* _Required work_
Rescale the rows from the line with "Indicate a point on each instance of the beige" to the line with "705), (705, 581)]", both ends included. Rewrite every line in that range, requests included, and multiply each coordinate in the answers by 2.5, rounding to whole numbers with halves going up.

* _Records to process_
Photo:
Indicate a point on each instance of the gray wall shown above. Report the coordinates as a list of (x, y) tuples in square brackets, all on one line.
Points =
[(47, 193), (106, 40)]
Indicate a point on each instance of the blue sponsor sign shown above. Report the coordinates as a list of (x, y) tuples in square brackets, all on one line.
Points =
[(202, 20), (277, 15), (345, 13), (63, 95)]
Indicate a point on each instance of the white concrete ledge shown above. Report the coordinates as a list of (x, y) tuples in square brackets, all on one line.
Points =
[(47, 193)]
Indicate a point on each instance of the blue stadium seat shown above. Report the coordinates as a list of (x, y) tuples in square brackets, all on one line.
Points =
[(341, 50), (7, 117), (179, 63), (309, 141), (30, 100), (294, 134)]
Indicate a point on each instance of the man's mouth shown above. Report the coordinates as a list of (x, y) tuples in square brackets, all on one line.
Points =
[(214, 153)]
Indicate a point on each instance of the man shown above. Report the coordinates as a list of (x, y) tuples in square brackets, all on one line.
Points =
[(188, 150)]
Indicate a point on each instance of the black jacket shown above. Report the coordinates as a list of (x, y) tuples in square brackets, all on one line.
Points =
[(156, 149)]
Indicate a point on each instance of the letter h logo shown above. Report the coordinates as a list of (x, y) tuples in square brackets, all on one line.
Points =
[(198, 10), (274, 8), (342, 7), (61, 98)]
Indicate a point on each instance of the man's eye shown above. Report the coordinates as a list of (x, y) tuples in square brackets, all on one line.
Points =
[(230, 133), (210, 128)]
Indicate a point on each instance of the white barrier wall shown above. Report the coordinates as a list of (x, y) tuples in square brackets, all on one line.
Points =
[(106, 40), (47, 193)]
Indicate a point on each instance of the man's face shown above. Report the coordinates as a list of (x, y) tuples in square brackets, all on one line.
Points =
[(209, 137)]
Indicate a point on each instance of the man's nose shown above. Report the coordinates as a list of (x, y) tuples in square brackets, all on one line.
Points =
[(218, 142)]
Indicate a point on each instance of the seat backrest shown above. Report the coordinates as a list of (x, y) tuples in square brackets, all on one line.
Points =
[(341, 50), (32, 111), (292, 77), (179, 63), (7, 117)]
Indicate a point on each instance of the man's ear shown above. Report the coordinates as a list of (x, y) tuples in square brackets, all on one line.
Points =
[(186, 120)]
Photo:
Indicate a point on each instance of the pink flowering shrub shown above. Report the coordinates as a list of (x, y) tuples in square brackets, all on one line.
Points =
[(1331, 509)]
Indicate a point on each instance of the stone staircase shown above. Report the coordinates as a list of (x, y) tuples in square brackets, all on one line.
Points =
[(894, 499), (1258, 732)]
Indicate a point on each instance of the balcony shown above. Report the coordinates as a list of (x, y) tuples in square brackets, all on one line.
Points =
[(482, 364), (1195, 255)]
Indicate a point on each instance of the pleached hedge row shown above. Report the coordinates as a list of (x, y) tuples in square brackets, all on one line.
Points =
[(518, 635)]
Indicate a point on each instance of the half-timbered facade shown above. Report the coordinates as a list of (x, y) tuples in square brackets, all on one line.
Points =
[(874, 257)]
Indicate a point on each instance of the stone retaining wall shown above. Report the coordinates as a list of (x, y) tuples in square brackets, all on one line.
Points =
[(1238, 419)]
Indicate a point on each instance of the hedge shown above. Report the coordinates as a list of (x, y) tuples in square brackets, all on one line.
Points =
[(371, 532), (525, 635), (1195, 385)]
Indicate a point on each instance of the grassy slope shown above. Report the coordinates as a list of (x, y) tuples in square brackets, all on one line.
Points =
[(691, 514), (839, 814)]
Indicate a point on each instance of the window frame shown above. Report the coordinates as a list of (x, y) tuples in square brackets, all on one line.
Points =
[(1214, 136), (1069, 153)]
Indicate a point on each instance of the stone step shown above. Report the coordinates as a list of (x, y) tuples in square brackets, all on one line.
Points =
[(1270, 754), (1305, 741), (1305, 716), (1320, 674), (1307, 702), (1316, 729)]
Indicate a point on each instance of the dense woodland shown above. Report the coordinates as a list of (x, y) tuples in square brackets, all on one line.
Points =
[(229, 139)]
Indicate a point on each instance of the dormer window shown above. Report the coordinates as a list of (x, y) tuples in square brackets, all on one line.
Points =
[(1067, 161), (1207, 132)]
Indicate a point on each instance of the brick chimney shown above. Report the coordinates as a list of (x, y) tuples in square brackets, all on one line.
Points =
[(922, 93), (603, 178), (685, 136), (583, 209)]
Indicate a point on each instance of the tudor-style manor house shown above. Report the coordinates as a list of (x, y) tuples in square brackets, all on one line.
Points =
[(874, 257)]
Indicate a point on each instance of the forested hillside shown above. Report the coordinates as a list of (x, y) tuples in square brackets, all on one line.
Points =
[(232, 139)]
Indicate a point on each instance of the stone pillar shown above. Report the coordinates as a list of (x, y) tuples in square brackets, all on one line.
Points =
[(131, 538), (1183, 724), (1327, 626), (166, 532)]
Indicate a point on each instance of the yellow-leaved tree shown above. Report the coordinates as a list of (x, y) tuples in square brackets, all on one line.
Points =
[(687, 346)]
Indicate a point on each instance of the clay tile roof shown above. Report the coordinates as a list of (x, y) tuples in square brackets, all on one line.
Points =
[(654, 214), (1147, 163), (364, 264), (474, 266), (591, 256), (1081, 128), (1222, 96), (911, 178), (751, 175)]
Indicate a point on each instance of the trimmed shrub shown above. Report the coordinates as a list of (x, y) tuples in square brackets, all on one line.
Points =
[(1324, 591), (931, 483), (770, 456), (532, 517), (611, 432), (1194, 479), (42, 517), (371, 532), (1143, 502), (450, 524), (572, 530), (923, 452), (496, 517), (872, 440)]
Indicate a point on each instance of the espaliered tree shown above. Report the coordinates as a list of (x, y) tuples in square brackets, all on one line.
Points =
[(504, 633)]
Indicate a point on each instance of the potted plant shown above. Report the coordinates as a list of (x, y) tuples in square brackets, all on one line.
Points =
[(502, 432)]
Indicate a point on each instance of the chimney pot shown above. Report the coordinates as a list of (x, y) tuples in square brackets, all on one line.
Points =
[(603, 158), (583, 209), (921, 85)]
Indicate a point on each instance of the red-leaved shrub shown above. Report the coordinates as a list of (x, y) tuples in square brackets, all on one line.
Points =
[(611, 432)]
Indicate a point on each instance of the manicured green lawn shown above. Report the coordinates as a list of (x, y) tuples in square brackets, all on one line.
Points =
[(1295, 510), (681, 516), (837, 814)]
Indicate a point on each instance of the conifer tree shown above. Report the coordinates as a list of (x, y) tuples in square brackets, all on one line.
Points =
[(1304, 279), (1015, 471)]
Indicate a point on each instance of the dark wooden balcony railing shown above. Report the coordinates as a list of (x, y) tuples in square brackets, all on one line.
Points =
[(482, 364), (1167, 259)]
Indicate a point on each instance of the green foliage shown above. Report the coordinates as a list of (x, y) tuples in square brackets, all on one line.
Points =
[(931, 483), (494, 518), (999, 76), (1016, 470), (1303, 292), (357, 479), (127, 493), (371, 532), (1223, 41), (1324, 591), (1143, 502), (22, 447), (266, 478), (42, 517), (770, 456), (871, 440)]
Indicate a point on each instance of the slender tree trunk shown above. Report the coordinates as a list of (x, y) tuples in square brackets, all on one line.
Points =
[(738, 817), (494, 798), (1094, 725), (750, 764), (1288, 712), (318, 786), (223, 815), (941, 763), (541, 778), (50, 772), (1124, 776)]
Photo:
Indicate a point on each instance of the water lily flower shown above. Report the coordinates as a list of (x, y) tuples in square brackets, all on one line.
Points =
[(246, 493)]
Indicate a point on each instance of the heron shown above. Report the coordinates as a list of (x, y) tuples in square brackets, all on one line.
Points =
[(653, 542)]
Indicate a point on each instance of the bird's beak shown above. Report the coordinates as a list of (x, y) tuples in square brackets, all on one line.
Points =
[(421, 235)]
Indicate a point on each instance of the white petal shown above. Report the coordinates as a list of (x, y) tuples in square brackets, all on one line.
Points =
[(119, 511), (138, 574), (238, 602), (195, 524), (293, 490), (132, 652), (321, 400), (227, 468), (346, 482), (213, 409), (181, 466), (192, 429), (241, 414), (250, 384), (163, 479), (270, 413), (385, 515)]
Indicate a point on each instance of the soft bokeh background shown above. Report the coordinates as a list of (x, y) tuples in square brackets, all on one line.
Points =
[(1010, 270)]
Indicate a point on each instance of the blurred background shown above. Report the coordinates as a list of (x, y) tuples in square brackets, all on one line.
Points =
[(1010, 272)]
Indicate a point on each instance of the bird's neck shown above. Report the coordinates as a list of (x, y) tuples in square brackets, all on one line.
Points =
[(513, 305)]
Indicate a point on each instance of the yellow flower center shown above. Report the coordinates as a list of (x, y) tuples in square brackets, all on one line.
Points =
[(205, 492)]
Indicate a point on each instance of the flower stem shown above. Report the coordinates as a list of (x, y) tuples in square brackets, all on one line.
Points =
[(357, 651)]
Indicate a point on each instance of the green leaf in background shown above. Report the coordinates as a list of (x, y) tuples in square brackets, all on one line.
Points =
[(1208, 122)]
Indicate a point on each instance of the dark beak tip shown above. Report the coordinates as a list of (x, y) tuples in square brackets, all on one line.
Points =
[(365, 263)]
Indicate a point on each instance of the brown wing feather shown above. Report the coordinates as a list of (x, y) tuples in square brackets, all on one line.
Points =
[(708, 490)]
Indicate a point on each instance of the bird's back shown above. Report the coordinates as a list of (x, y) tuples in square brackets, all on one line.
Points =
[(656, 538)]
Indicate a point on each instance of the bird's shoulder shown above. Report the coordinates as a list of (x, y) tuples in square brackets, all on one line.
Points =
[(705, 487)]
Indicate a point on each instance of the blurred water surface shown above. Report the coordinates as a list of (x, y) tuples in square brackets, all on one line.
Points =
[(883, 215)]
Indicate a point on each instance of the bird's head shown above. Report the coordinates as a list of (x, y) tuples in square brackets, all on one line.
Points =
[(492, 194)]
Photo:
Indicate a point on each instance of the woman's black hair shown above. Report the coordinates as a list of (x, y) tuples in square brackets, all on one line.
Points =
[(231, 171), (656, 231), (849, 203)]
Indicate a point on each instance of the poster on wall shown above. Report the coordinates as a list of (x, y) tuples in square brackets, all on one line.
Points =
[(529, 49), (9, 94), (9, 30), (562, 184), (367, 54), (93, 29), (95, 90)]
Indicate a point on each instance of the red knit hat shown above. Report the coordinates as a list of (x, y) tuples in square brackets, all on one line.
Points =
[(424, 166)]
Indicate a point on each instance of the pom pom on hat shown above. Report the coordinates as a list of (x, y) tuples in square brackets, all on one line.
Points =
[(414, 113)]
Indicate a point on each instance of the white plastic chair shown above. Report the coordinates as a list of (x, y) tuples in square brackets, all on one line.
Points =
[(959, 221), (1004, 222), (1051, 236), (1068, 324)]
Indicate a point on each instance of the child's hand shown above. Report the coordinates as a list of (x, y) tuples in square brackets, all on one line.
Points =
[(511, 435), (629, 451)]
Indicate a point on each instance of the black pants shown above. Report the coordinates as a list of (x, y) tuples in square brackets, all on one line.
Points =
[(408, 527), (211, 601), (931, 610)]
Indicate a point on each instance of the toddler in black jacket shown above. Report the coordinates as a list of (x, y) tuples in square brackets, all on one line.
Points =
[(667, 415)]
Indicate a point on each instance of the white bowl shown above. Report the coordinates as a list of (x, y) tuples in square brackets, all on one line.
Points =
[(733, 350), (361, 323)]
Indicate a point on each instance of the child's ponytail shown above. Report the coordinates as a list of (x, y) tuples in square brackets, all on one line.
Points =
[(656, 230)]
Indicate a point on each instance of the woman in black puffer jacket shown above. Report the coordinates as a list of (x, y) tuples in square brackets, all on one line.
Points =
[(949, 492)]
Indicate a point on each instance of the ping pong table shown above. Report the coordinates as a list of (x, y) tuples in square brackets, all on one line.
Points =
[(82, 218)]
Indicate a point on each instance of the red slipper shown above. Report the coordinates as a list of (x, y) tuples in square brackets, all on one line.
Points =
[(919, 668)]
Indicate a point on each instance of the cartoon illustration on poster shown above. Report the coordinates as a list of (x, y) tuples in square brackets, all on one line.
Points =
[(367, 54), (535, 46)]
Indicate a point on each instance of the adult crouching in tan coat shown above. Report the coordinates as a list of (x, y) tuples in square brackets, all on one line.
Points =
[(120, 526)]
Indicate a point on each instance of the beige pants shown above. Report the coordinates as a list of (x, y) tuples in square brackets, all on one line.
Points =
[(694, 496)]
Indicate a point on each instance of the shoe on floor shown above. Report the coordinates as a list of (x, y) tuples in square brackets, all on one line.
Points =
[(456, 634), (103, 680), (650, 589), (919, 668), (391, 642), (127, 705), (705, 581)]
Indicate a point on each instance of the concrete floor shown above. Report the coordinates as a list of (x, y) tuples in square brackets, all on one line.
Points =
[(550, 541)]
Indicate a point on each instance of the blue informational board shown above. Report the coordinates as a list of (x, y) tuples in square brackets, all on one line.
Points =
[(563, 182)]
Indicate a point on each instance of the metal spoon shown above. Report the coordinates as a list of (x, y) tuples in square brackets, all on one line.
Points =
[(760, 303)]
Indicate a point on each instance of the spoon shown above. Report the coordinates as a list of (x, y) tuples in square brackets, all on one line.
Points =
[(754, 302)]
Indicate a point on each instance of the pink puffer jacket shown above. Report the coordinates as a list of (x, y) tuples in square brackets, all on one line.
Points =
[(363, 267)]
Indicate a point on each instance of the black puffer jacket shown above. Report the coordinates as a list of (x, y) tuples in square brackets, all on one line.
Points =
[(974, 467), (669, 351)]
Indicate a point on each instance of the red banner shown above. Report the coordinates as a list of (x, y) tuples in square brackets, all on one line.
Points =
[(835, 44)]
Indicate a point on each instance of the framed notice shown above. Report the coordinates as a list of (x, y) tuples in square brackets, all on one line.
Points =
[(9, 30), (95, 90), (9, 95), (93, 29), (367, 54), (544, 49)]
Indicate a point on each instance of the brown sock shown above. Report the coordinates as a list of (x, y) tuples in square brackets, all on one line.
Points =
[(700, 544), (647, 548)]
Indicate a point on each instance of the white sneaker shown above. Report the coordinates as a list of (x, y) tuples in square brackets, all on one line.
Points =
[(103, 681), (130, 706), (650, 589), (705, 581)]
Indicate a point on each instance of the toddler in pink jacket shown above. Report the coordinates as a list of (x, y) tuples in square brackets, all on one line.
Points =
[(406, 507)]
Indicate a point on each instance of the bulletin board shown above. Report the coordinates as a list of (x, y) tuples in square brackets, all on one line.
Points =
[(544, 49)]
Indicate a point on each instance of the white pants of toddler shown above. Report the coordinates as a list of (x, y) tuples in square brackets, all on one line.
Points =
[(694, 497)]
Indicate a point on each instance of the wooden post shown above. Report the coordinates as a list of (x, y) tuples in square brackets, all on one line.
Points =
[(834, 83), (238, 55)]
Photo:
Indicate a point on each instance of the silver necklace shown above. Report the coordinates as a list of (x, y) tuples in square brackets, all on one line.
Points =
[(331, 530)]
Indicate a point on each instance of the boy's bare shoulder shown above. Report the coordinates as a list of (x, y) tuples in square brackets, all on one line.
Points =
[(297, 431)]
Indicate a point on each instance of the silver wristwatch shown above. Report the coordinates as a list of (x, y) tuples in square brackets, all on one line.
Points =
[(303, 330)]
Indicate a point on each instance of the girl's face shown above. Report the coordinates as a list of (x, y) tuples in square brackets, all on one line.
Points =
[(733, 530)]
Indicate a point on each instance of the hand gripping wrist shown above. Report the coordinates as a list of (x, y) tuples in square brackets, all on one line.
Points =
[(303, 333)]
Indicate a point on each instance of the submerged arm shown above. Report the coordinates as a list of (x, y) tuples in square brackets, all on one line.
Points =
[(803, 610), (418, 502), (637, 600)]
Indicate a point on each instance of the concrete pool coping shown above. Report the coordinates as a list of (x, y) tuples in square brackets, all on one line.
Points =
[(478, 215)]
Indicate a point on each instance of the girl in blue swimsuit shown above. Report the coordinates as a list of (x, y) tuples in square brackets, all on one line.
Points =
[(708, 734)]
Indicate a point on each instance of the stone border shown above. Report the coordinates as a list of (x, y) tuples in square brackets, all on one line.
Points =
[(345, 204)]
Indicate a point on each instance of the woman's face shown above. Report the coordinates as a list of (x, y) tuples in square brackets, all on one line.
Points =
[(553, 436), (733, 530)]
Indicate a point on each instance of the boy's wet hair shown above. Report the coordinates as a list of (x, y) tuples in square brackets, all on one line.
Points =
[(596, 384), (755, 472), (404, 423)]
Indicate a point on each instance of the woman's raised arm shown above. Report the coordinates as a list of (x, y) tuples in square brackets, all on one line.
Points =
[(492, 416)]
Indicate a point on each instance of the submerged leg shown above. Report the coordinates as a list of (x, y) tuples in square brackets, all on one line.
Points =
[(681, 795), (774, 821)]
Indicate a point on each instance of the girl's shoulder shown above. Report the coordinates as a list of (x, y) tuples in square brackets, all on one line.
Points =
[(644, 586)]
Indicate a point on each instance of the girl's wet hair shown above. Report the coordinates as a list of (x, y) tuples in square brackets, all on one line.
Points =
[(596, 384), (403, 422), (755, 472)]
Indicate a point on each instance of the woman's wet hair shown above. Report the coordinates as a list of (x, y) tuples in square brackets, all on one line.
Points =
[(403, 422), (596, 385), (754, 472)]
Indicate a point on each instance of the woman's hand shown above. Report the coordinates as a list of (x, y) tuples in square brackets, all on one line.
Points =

* _Full output_
Indicate a point on each instance of the beige pants shown above. Report the coordinates as a list of (x, y) tuples in square brackets, all on one line.
Points =
[(1735, 1240)]
Indicate a point on each instance of the shoe on floor shown above. Report the coordinates as a list of (x, y) tuples in square brackets, all on one line.
Points =
[(1140, 1585), (258, 1700), (1625, 1473), (2298, 1670), (978, 1605), (318, 1763), (1763, 1453)]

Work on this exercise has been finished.